Object outline notes:
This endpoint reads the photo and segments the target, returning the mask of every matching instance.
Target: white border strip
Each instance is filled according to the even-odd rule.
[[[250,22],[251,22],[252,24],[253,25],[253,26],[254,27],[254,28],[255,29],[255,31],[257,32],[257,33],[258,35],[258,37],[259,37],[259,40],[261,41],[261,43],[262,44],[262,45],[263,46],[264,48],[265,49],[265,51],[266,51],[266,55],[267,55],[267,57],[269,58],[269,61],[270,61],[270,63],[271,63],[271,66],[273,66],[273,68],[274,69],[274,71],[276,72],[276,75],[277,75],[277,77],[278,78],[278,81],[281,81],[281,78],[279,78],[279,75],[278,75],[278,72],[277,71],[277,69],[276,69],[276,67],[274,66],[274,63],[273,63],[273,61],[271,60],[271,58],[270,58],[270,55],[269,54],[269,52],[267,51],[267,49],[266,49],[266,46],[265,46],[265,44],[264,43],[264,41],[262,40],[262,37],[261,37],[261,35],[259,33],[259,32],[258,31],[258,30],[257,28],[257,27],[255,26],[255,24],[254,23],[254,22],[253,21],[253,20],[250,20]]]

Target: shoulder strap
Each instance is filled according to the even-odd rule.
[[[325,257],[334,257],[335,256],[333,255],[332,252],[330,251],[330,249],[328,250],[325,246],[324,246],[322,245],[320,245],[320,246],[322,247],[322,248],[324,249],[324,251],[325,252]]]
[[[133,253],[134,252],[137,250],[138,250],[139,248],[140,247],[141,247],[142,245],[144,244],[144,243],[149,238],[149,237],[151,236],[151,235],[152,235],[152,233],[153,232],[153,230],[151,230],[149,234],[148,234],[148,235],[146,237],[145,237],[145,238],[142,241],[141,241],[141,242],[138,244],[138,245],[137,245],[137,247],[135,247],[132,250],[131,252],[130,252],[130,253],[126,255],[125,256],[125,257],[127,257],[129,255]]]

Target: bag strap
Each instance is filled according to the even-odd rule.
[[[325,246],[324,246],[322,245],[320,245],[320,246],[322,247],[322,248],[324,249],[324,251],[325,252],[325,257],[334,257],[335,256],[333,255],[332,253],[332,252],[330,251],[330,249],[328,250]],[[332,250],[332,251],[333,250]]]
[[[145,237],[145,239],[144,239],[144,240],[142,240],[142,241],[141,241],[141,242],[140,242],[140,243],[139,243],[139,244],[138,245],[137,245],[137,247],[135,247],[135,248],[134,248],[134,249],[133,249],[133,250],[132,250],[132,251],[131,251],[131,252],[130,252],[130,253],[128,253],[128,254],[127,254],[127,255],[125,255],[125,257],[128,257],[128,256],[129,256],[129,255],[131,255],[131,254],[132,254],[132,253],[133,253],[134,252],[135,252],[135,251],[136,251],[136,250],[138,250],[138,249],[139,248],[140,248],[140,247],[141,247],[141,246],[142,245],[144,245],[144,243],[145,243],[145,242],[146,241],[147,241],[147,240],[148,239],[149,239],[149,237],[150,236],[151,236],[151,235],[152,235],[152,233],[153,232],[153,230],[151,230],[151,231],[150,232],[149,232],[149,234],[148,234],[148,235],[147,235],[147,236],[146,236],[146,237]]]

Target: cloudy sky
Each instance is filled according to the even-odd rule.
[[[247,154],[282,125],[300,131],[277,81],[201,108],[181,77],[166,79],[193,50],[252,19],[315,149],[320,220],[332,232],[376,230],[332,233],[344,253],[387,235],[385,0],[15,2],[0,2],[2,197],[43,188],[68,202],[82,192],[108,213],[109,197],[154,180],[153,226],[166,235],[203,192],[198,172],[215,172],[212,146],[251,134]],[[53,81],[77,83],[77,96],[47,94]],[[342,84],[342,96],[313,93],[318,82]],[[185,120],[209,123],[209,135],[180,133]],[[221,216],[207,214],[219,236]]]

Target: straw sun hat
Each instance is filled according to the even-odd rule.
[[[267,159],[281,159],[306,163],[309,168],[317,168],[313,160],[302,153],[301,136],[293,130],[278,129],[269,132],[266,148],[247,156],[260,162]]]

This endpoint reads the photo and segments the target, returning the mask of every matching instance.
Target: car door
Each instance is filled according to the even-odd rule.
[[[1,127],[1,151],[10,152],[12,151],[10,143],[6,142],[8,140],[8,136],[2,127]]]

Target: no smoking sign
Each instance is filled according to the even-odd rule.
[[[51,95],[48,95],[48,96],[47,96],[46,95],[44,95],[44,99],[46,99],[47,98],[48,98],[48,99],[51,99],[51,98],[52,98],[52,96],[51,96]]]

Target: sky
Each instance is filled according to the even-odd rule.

| TASK GOAL |
Copy out word for word the part of the records above that starts with the line containing "Target: no smoking sign" and runs to the end of the records, both ends included.

| OUTPUT |
Target: no smoking sign
Each instance is filled according to the even-odd rule.
[[[51,95],[48,95],[48,96],[47,96],[46,95],[44,95],[44,99],[46,99],[47,98],[48,98],[48,99],[51,99],[51,98],[52,98],[52,96],[51,96]]]

Target: sky
Each instance is filled according to the even-odd rule.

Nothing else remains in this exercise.